--- AIM OF THE EXERCISE ---
Output the items as a two-column CSV with the columns text and answer, one row per item. Put each item's text and its answer in a single quoted field, with line breaks replaced by spaces.

--- MATERIAL TO PROCESS ---
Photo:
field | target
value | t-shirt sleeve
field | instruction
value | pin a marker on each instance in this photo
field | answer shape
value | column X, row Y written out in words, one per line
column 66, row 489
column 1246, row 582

--- RESULT ---
text,answer
"Photo: field | target value | t-shirt sleeve field | instruction value | pin a marker on each instance in this photo field | answer shape value | column X, row Y written out in words, one per line","column 66, row 489 column 1246, row 582"